◆ **What to work on**:
a) In the passage on fall leaf color, what largely controls the timing of the color change?
b) Copy the passage on fall leaf color starting at "This year, many" and ending at "color change patterns.", substituting "spruce budworm" for "forest tent caterpillar".
c) Carry on writing the passage on fall leaf color, picking up after its last sentence.

◆ **Text extract**:
━━━━━━━━
There is a lot of biochemistry related to the annual leaf drop. The process is part of what trees undergo to make themselves hardy for the cold and dryness of winter. Northern trees have some astounding and fascinating adaptations.

While timing is largely controlled by photoperiod, the intensity and visual quality of the Fall colors can be impacted by weather. Tree stress might precipitate a more effective or quicker re-absorption of the green chlorophyll molecules. The compounds with red, yellow, and purple pigments may be brighter, or persist for a little longer. Frost can also have influence on the quality of Fall colors, too.

This year, many trees were forced into producing a second set of leaves. A variety of insects munched away at the forests and many of us will remember the forest tent caterpillar for years to come. While these are normal occurrences in the life of a forest, the stress may contribute to an earlier Fall color change in some parts of the Upper Peninsula. But it's dangerous to predict color change patterns.

Most of our hardwood, or broad-leaf, forest consists of maples, aspens, and birches. We eagerly anticipate the crimson and gold of maples, which pretty much knocks the socks off color changes in other parts of the continent. Our aspens also turn a lively yellow color, especially with the right weather conditions. Birch are much the same way. A bright yellow canopy over a snow-white paper birch stand is an experience not soon forgotten.
━━━━━━━━
◆ **Data provided**:
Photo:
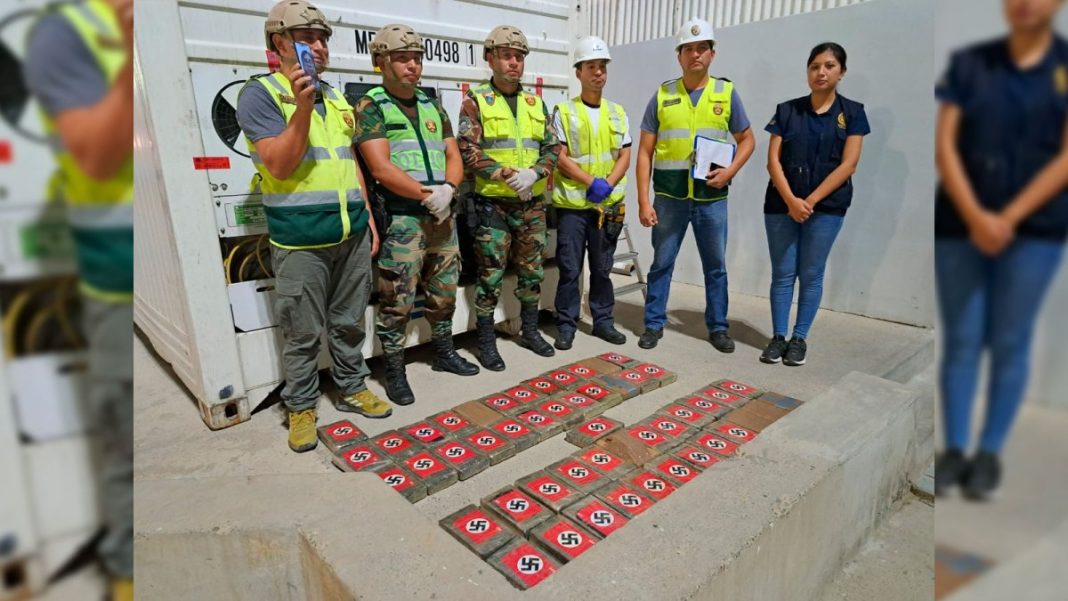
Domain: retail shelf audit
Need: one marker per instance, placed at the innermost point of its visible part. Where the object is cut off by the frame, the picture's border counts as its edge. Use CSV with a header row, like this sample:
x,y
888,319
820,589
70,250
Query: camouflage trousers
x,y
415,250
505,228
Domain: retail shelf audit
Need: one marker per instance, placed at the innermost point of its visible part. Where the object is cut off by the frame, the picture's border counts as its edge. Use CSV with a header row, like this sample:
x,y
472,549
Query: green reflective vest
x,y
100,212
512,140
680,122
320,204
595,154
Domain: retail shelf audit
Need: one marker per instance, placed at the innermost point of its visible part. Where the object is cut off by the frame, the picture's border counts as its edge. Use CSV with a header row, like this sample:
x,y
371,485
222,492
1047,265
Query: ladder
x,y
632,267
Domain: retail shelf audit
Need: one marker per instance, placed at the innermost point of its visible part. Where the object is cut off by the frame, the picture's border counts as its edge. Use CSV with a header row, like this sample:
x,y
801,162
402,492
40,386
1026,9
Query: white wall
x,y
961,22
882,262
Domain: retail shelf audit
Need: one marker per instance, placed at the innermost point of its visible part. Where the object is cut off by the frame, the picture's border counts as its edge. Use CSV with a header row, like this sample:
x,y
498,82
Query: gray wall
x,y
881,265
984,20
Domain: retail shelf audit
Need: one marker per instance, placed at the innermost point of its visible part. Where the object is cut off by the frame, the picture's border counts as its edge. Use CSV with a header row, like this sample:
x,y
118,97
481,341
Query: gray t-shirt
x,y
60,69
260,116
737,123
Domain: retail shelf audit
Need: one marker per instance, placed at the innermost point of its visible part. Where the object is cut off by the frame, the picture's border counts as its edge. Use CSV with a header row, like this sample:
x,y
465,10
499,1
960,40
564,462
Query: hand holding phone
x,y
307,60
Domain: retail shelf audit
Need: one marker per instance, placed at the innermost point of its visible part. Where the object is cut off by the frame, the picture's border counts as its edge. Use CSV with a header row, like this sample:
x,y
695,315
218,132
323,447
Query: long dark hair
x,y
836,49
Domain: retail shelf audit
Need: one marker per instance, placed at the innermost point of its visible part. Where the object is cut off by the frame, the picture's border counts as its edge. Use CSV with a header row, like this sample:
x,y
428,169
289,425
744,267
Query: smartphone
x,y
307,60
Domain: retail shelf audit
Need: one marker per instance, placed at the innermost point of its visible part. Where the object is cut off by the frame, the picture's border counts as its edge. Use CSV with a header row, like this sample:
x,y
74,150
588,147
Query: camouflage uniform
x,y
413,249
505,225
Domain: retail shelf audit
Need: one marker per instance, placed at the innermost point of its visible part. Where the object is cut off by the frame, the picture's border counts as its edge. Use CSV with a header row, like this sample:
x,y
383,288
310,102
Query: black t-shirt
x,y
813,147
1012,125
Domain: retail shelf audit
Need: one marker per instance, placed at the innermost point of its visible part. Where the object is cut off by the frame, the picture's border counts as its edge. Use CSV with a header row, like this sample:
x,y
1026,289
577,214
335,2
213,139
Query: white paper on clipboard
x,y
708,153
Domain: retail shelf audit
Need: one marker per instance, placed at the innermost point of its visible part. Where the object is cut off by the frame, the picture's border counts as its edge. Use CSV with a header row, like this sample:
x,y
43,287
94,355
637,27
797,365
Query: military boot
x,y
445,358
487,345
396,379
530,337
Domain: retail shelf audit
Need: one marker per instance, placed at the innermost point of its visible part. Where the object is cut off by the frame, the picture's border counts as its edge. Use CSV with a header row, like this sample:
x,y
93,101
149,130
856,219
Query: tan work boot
━━━━━━━━
◆ **Answers to each task**:
a) Photoperiod.

b)
This year, many trees were forced into producing a second set of leaves. A variety of insects munched away at the forests and many of us will remember the spruce budworm for years to come. While these are normal occurrences in the life of a forest, the stress may contribute to an earlier Fall color change in some parts of the Upper Peninsula. But it's dangerous to predict color change patterns.

c)
But, let us not ignore the softwoods, or evergreens. Although they do retain needles year-round, they don't retain them all. The older needles, nearer to the trunk, fall off every year. The only exception to this is the glorious tamarack. Not only does it lose all its needles each Fall, but it typically departs the season in a flaming blaze of gold!

Every season hosts a multitude of changes in the forest and all that lives there, including we humans. Fall color is arguably the favorite of all seasonal changes, and without doubt the outdoors is teeming with interesting events this time of the year. What new things might you discover hidden amid the kaleidoscope of Fall?